Esports has gained more attention in Boston after a tournament was hosted in MGM Music Hall at the beginning of the month.
Boston Breach, a Call of Duty League team, hosted “their first top-tier tournament,” called Major 2, from Feb. 2 to 5, according to the event’s ticketing site.
“There’s a significant opportunity to bring more events into the city,” said Murph Vandervelde, president of multi-title esports organization Oxygen Esports, which owns Boston Breach.
“It’s such a vibrant, fan-centric city, but also there’s a lot of great venues,”
Vandervelde has been involved in esports since 2017 when he and his brother co-founded Helix Esports.
The idea to break out into the esports arena came along when the brothers played Overwatch and other games together when working in two different countries and realized the “huge social power” that comes with gaming and esports.
Vandervelde said the organization also wants to fill the gap in amateur competitive esports, creating a “local hockey rink for esports.”
“By combining the two of giving people an outlet to first step out of their basement for competitive esports, but also as a social destination for esports, sort of drove the center of business that we started,” said Vandervelde.
In Boston, Oxygen Esports hosts 50 to 60 small amateur tournament events a year in Foxborough, but the Boston Breach Call of Duty Major 2 tournament “was really the first large esports event in Boston in the last decade.”
This summer, the Boston Breach team will compete in another unannounced tournament in Boston, Vandervelde said.
Collegiate esports teams have also started forming in the Boston area, including teams at Berklee College of Music, Boston College and Northeastern University.

**Records supplied**
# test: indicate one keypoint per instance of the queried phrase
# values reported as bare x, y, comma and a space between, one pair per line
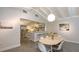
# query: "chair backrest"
42, 47
60, 45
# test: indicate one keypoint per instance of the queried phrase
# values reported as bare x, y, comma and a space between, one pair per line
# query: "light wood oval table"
51, 42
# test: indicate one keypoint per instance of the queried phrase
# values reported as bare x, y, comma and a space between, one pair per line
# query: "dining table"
51, 41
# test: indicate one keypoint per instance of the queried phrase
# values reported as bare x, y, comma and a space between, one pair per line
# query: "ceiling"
59, 12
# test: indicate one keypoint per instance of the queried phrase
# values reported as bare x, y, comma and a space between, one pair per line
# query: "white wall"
73, 34
10, 38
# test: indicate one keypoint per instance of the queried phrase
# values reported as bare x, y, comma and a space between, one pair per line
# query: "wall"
10, 38
72, 35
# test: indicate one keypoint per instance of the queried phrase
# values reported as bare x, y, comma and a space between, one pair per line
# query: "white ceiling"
59, 12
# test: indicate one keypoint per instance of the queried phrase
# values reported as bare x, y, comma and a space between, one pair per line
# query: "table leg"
51, 48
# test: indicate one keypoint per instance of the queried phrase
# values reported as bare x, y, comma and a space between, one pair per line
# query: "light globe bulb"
51, 17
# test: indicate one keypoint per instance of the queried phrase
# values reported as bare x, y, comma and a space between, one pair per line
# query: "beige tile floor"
29, 46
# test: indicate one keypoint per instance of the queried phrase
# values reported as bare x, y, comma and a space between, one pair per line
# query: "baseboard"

**Brief A**
In the Boston esports article, reproduce the part that opens with the words containing "Boston Breach, a" and closes with "event’s ticketing site.", replacing "top-tier" with "premier".
**Brief B**
Answer these questions on the Boston esports article:
(i) In what venue was the tournament hosted at the beginning of the month?
(ii) In what year did Vandervelde become involved in esports?
(iii) How many small amateur tournament events does Oxygen Esports host a year in Foxborough?
Rely solely on the Boston esports article in responding.

**Expected output A**
Boston Breach, a Call of Duty League team, hosted “their first premier tournament,” called Major 2, from Feb. 2 to 5, according to the event’s ticketing site.

**Expected output B**
(i) MGM Music Hall
(ii) 2017
(iii) 50 to 60